→ **YOUR OBJECTIVE**: Please work out how many of the lines below include "white". Only the number should be given.

→ **DATA**:
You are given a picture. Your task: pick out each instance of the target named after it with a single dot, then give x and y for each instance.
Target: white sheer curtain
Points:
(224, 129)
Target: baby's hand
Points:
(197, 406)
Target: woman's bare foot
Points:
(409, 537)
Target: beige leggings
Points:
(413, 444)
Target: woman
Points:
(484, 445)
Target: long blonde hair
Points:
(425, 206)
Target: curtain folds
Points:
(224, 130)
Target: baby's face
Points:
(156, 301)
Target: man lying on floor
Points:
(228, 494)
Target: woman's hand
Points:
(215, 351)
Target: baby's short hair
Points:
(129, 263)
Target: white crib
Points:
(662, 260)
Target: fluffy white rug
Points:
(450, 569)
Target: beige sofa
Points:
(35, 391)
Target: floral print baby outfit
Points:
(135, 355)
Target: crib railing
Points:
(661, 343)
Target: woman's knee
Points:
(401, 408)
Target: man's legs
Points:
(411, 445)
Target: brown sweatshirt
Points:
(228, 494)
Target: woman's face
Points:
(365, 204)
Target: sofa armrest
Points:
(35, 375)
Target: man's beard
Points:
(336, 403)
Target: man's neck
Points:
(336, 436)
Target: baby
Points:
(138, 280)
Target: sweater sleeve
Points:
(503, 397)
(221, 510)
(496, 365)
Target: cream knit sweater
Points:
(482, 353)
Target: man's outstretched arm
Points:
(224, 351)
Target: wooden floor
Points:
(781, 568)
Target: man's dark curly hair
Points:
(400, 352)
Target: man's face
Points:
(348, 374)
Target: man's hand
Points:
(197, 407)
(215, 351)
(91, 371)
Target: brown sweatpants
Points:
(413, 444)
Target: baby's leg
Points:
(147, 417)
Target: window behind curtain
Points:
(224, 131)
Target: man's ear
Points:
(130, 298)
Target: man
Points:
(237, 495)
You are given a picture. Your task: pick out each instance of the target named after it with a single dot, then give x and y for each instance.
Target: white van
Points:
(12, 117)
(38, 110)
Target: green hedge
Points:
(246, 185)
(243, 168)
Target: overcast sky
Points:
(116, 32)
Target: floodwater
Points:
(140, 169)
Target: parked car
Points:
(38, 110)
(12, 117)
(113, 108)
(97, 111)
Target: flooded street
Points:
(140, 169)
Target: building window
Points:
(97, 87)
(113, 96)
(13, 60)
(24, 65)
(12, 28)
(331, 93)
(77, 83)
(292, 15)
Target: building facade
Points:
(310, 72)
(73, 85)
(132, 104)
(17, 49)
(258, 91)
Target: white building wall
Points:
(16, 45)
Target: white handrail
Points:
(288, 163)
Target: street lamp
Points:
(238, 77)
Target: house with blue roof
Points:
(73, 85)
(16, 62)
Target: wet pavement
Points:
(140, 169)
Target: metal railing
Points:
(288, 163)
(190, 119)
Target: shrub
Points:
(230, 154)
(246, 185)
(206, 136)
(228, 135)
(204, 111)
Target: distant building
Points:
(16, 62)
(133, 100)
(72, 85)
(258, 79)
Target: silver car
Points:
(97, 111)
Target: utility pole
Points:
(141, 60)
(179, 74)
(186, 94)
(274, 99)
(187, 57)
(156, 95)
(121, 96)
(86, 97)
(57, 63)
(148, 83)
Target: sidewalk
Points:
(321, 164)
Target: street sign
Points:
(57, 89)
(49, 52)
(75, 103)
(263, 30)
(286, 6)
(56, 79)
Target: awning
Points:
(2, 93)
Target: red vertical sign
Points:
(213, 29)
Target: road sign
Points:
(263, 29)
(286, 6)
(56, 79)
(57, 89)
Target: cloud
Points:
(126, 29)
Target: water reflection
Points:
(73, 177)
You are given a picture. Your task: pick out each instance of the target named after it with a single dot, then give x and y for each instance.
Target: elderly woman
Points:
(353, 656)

→ **EXPECTED ANSWER**: 6